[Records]
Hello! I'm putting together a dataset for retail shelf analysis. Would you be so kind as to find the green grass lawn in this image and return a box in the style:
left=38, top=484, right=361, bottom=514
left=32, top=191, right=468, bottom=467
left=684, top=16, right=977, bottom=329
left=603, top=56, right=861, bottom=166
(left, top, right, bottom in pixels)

▶ _What needs to be done_
Switch "green grass lawn" to "parked bicycle" throughout the listing and reproduce every line with nothing else altered.

▶ _Response to this exercise_
Hello! I'm putting together a dataset for retail shelf analysis. Would you be so kind as to find the parked bicycle in this image and return a box in the style:
left=38, top=484, right=361, bottom=514
left=32, top=191, right=468, bottom=467
left=684, top=16, right=977, bottom=329
left=603, top=56, right=861, bottom=166
(left, top, right, bottom in pixels)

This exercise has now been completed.